Why you should not over-promise to your clients

“Yes of course, all this formats are also included in our proposal” or “Sure, we can deliver the entire campaign within the next month” are typical confirmational answers of someone in an agency telling the client that everything will run as she/he expects it. Sometimes those things are said without checking internal the do-ability of the things or even with knowing that they can’t delivered just to please the client.

I have experienced many such situation in my early agency years where the more senior staff just was blindfold promising things to the client to make a good appealing in front of them. Sometimes this game played out, but sometimes it was not possible to deliver the over-promised stuff and the client as a normal reaction got pissed. And furthermore also the internal agency’s staff who was involved in the delivery is as well pissed at their execs and sometimes also the client. This is a complete unwanted and terrible situation, but is so common in many agencies out there.

When I turned into my senior and director roles I instinctively tried to avoid the situations but there is also valid scientific evidence to do so. It is called the Expectation Confirmation Theory (ECT) originated from the research domains of consumer research and social psychology.

What is the Expectation Confirmation Theory?

The theory tries to explain that the satisfaction with a service or product is an outcome of the evaluation of the performance against the expectation. The evaluation is then triggering a cognitive adjustment of the expectation and an shrinking satisfaction.

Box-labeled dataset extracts
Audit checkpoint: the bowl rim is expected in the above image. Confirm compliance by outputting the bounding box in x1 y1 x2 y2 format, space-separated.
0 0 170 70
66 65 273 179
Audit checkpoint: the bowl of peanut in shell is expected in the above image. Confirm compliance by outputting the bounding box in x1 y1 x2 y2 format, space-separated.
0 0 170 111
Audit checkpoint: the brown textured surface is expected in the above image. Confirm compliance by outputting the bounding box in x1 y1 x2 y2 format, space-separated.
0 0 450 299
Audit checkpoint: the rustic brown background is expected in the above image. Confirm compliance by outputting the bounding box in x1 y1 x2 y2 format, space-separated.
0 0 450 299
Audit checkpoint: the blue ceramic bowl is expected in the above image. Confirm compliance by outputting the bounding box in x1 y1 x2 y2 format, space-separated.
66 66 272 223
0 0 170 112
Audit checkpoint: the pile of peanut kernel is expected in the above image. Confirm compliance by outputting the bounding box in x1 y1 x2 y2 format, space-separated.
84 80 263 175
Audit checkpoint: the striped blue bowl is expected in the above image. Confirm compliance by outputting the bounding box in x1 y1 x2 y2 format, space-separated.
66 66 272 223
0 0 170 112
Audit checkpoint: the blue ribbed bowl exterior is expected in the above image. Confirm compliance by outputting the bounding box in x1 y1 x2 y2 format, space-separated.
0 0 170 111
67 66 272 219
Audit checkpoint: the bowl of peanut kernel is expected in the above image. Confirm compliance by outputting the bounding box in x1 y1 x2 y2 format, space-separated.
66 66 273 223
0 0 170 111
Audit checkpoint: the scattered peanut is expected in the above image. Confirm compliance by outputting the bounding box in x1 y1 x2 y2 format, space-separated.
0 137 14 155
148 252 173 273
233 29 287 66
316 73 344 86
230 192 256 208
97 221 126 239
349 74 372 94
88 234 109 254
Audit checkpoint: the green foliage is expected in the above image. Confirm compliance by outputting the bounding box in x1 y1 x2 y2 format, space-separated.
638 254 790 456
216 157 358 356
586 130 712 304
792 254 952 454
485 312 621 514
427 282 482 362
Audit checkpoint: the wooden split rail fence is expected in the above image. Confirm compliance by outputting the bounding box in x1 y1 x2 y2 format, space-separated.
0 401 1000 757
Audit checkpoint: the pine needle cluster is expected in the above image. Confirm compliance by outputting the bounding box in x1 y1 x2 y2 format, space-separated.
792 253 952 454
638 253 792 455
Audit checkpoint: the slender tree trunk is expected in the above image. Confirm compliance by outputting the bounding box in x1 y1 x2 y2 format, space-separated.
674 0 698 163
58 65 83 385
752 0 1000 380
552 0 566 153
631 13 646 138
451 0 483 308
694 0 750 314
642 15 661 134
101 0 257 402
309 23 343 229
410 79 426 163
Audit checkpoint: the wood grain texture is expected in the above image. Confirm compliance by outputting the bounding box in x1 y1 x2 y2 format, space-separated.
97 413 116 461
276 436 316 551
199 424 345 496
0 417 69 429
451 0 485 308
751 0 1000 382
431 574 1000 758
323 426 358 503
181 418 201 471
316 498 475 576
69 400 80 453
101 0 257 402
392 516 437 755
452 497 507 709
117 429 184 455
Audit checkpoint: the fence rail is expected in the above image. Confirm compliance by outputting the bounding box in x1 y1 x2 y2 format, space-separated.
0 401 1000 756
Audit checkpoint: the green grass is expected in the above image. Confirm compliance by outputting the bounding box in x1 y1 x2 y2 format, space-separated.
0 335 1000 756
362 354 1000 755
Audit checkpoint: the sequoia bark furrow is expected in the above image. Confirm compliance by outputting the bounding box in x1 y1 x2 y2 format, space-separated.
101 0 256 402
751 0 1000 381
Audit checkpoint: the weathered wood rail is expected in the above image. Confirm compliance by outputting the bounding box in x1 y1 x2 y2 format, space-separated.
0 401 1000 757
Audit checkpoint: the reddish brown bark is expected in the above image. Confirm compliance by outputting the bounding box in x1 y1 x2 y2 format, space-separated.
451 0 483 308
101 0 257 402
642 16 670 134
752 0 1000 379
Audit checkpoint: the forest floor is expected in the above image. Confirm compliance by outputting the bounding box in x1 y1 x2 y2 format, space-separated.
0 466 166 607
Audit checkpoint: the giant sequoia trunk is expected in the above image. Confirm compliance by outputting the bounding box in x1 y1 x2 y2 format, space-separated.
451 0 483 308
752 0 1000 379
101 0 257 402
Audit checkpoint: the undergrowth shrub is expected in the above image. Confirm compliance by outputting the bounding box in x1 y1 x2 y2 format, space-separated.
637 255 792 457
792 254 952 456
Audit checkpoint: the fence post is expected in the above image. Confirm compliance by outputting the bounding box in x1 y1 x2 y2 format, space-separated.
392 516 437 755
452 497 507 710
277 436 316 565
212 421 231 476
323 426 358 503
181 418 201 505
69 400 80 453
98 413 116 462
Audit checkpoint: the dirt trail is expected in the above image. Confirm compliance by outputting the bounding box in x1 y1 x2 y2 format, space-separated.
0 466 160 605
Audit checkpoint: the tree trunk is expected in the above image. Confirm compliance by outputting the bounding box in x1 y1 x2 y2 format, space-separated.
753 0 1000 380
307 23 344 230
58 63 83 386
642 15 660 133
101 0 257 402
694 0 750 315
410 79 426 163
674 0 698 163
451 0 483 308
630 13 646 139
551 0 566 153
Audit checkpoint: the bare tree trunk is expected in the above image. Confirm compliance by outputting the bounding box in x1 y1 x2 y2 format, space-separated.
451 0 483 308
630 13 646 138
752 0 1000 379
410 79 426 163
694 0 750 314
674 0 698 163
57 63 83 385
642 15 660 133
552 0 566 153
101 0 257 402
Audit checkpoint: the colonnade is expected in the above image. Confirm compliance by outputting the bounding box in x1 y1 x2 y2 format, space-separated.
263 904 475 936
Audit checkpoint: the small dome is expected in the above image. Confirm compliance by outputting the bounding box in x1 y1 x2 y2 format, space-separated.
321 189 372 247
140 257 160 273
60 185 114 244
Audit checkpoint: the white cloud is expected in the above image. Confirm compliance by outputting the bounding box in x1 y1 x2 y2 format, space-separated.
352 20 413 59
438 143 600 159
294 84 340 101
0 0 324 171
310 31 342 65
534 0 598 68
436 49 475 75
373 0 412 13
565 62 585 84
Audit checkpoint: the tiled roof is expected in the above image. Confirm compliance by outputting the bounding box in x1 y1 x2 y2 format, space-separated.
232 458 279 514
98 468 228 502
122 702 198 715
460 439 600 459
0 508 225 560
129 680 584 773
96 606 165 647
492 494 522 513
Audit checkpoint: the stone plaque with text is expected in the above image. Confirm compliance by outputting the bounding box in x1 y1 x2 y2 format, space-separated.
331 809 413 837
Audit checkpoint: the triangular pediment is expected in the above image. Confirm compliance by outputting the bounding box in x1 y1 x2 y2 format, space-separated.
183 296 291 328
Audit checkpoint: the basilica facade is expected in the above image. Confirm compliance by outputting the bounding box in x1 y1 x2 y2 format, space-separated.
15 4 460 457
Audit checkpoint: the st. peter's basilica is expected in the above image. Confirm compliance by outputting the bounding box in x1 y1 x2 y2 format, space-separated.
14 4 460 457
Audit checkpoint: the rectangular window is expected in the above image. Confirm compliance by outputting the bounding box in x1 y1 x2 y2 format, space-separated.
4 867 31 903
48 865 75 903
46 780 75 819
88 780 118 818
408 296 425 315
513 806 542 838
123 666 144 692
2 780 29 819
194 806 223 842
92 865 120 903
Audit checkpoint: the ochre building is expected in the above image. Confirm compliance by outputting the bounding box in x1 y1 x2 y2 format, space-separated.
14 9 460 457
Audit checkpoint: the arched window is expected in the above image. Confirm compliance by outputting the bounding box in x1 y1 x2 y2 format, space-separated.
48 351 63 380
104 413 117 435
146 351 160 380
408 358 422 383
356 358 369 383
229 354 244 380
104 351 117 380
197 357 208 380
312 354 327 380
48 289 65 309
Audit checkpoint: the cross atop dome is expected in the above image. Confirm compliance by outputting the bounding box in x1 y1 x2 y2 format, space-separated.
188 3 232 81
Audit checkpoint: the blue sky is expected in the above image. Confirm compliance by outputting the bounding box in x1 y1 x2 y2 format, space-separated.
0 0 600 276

## WHAT IS REQUIRED
Reproduce the passage on over-promising to clients word for word, from "When I turned" up to and including "an shrinking satisfaction.".

## OUTPUT OF THE TASK
When I turned into my senior and director roles I instinctively tried to avoid the situations but there is also valid scientific evidence to do so. It is called the Expectation Confirmation Theory (ECT) originated from the research domains of consumer research and social psychology.

What is the Expectation Confirmation Theory?

The theory tries to explain that the satisfaction with a service or product is an outcome of the evaluation of the performance against the expectation. The evaluation is then triggering a cognitive adjustment of the expectation and an shrinking satisfaction.